> **WRITTEN PROBLEM**:
Copy out everything in the data below, from the line containing "outline green leaf, every instance" down to the line containing "61 21 L 59 23", both lines included. Omit the pictures from your copy.

.....

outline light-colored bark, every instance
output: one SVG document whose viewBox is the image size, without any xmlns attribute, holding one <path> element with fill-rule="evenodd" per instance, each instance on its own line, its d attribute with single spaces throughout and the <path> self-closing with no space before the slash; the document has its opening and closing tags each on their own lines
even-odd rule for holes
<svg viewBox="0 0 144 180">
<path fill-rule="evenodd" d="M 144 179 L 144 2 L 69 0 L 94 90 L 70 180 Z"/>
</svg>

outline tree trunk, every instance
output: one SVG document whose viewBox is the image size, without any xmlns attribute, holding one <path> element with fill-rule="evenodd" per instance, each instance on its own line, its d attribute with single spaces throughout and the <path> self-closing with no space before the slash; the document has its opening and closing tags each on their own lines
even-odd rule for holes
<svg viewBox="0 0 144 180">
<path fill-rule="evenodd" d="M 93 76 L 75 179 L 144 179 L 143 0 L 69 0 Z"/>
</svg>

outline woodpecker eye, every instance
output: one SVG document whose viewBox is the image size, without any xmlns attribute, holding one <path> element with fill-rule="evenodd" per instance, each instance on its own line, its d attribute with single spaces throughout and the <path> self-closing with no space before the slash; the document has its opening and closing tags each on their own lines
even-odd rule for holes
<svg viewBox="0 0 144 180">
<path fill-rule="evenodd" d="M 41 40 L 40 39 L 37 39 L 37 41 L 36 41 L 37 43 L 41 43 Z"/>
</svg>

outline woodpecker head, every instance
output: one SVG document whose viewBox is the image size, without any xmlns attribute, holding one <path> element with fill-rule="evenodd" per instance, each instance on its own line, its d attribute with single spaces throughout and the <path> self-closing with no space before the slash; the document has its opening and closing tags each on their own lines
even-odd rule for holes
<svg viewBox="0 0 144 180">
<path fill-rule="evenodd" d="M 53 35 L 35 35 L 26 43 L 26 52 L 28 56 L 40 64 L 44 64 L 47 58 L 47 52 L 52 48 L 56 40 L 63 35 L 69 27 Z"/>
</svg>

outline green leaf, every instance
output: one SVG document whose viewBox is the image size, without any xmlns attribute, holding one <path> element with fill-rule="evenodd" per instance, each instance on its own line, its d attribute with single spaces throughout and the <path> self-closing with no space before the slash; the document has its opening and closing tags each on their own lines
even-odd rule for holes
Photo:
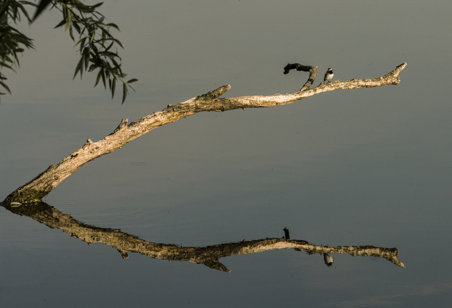
<svg viewBox="0 0 452 308">
<path fill-rule="evenodd" d="M 61 21 L 59 23 L 58 23 L 57 25 L 56 25 L 54 27 L 53 27 L 53 28 L 54 29 L 56 29 L 56 28 L 58 28 L 59 27 L 61 27 L 61 26 L 62 26 L 63 25 L 64 25 L 66 23 L 66 19 L 63 19 L 62 20 L 61 20 Z"/>
<path fill-rule="evenodd" d="M 125 84 L 122 84 L 122 102 L 121 103 L 122 105 L 124 103 L 124 101 L 126 100 L 127 97 L 127 85 Z"/>
<path fill-rule="evenodd" d="M 80 78 L 81 78 L 82 76 L 82 69 L 83 68 L 82 66 L 83 65 L 83 58 L 85 57 L 85 55 L 81 56 L 80 58 L 80 61 L 79 61 L 79 64 L 77 65 L 77 67 L 75 68 L 75 72 L 74 73 L 74 77 L 72 77 L 72 79 L 75 78 L 77 76 L 77 73 L 80 71 Z"/>
<path fill-rule="evenodd" d="M 94 85 L 94 87 L 97 85 L 98 83 L 99 83 L 99 80 L 100 79 L 100 76 L 102 72 L 102 70 L 99 70 L 99 72 L 97 74 L 97 77 L 96 77 L 96 84 Z"/>
<path fill-rule="evenodd" d="M 50 2 L 52 0 L 41 0 L 39 4 L 38 5 L 38 8 L 36 9 L 36 11 L 34 12 L 34 16 L 33 16 L 33 19 L 32 19 L 32 21 L 34 21 L 42 13 L 44 9 L 47 7 L 47 6 L 50 4 Z"/>
<path fill-rule="evenodd" d="M 102 72 L 102 81 L 104 82 L 104 88 L 107 89 L 107 85 L 105 84 L 105 75 L 104 73 L 104 69 L 100 70 L 100 71 Z"/>
</svg>

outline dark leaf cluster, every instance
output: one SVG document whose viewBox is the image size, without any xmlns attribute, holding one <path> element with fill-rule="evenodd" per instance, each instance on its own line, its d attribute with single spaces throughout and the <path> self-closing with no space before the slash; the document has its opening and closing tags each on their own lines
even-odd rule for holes
<svg viewBox="0 0 452 308">
<path fill-rule="evenodd" d="M 77 40 L 74 47 L 78 47 L 80 58 L 75 67 L 74 78 L 80 73 L 81 78 L 84 71 L 91 72 L 99 70 L 94 86 L 97 85 L 101 78 L 106 89 L 108 84 L 113 98 L 117 82 L 122 83 L 123 103 L 128 93 L 127 87 L 133 90 L 130 84 L 137 79 L 133 78 L 126 81 L 125 79 L 127 74 L 121 69 L 121 59 L 117 48 L 117 46 L 123 48 L 122 45 L 110 32 L 112 28 L 118 31 L 119 28 L 114 23 L 104 22 L 106 19 L 105 16 L 97 10 L 103 3 L 88 5 L 79 0 L 41 0 L 37 5 L 26 1 L 0 0 L 2 27 L 0 34 L 0 65 L 14 70 L 12 65 L 17 63 L 19 65 L 17 53 L 24 51 L 19 44 L 28 48 L 33 48 L 32 40 L 10 27 L 10 20 L 17 24 L 20 20 L 20 13 L 22 12 L 31 23 L 46 8 L 55 8 L 63 15 L 63 19 L 55 28 L 64 26 L 65 31 L 69 30 L 72 40 L 75 42 Z M 32 19 L 29 17 L 24 5 L 36 8 Z M 10 93 L 9 88 L 3 82 L 6 78 L 3 75 L 0 75 L 0 84 Z"/>
</svg>

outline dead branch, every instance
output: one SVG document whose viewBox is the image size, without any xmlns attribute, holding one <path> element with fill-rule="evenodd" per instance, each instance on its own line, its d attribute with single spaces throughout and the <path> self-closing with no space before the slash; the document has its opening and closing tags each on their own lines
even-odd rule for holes
<svg viewBox="0 0 452 308">
<path fill-rule="evenodd" d="M 149 114 L 127 125 L 128 119 L 122 119 L 113 132 L 97 142 L 88 139 L 80 149 L 71 153 L 56 166 L 51 165 L 33 180 L 21 186 L 9 195 L 4 203 L 17 201 L 22 203 L 40 200 L 87 163 L 103 155 L 121 148 L 127 143 L 155 128 L 171 123 L 188 116 L 203 111 L 222 112 L 246 108 L 260 108 L 284 105 L 297 102 L 314 94 L 328 91 L 358 88 L 371 88 L 387 84 L 398 84 L 398 75 L 406 65 L 403 63 L 384 76 L 370 79 L 352 79 L 346 81 L 339 80 L 320 84 L 311 88 L 316 75 L 317 66 L 302 65 L 298 63 L 288 64 L 284 73 L 293 69 L 309 71 L 307 81 L 300 90 L 292 94 L 279 93 L 269 96 L 251 95 L 220 98 L 231 85 L 224 85 L 202 95 L 168 107 L 160 111 Z M 286 73 L 286 71 L 287 73 Z"/>
<path fill-rule="evenodd" d="M 206 247 L 184 247 L 174 244 L 163 244 L 147 242 L 135 235 L 124 233 L 121 230 L 103 228 L 84 224 L 63 214 L 43 202 L 33 206 L 8 206 L 5 208 L 18 215 L 26 216 L 44 224 L 51 228 L 57 228 L 71 236 L 80 238 L 89 245 L 104 243 L 118 250 L 124 259 L 129 257 L 129 252 L 137 252 L 151 258 L 171 261 L 188 261 L 204 264 L 211 268 L 230 272 L 219 262 L 220 258 L 234 255 L 246 255 L 266 250 L 293 248 L 298 251 L 316 254 L 345 253 L 352 256 L 378 257 L 384 258 L 398 266 L 404 267 L 399 261 L 399 250 L 371 246 L 330 247 L 310 244 L 306 241 L 288 238 L 265 238 L 226 243 Z M 286 230 L 287 230 L 287 229 Z M 285 232 L 286 238 L 288 230 Z M 328 260 L 332 263 L 333 259 Z M 325 263 L 327 261 L 325 260 Z"/>
</svg>

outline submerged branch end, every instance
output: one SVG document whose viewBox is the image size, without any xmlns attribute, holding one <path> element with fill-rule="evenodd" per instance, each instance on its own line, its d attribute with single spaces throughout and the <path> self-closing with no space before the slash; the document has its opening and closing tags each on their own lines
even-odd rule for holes
<svg viewBox="0 0 452 308">
<path fill-rule="evenodd" d="M 398 84 L 400 82 L 398 75 L 406 65 L 406 63 L 403 63 L 394 70 L 377 78 L 353 79 L 346 81 L 335 80 L 311 88 L 315 80 L 317 67 L 288 63 L 284 67 L 284 74 L 287 74 L 290 70 L 294 69 L 309 72 L 307 81 L 300 91 L 295 93 L 220 98 L 231 89 L 231 85 L 228 84 L 183 103 L 174 105 L 169 104 L 163 110 L 146 116 L 128 125 L 128 119 L 122 119 L 111 134 L 97 142 L 87 139 L 81 148 L 70 154 L 56 166 L 51 165 L 44 172 L 15 190 L 4 202 L 33 202 L 41 200 L 85 163 L 120 148 L 155 128 L 192 114 L 203 111 L 222 112 L 240 108 L 245 110 L 246 108 L 271 107 L 297 102 L 327 91 Z"/>
</svg>

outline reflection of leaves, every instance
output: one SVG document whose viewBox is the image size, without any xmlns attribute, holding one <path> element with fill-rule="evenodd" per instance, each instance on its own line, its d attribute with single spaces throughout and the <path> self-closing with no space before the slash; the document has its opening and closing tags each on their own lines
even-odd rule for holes
<svg viewBox="0 0 452 308">
<path fill-rule="evenodd" d="M 1 1 L 1 0 L 0 0 Z M 26 1 L 5 0 L 0 5 L 0 65 L 13 70 L 11 65 L 16 63 L 17 52 L 24 51 L 19 48 L 19 44 L 24 45 L 28 48 L 33 48 L 32 40 L 8 25 L 11 19 L 15 23 L 20 20 L 20 12 L 26 17 L 29 23 L 37 18 L 44 9 L 51 4 L 60 10 L 63 14 L 63 19 L 55 28 L 64 25 L 65 31 L 69 30 L 69 35 L 74 42 L 74 29 L 78 34 L 78 41 L 74 47 L 79 47 L 81 56 L 80 60 L 75 67 L 74 74 L 75 78 L 79 73 L 80 78 L 84 71 L 93 71 L 99 69 L 94 87 L 97 85 L 100 78 L 104 87 L 107 89 L 107 80 L 108 88 L 112 93 L 112 98 L 114 96 L 117 81 L 122 83 L 122 100 L 124 103 L 127 96 L 127 86 L 135 91 L 130 84 L 137 81 L 135 78 L 126 81 L 124 79 L 127 74 L 121 69 L 121 59 L 118 54 L 111 50 L 112 47 L 118 45 L 122 47 L 122 44 L 114 38 L 110 32 L 110 29 L 114 28 L 119 31 L 117 25 L 112 23 L 104 23 L 105 16 L 96 10 L 100 6 L 102 2 L 94 5 L 86 5 L 79 0 L 41 0 L 38 5 Z M 31 19 L 24 5 L 30 5 L 37 8 L 33 19 Z M 115 45 L 116 44 L 116 45 Z M 0 85 L 10 93 L 11 91 L 3 82 L 6 78 L 0 73 Z M 0 93 L 1 94 L 4 94 Z"/>
</svg>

.....

> **SOLUTION TO THIS EXERCISE**:
outline green leaf, every instance
output: one SVG document whose viewBox is the image size, without any xmlns attribute, holding one <path> element with fill-rule="evenodd" per instance, each instance on its own line, its d attribute with single spaces throughout and the <path> self-closing with no space before the slash; the document has its opening and closing tags each on their own lines
even-odd rule for holes
Photo:
<svg viewBox="0 0 452 308">
<path fill-rule="evenodd" d="M 61 21 L 59 23 L 58 23 L 57 25 L 56 25 L 54 27 L 53 27 L 53 28 L 54 29 L 56 29 L 56 28 L 58 28 L 59 27 L 61 27 L 61 26 L 62 26 L 63 25 L 64 25 L 66 23 L 66 19 L 63 19 L 62 20 L 61 20 Z"/>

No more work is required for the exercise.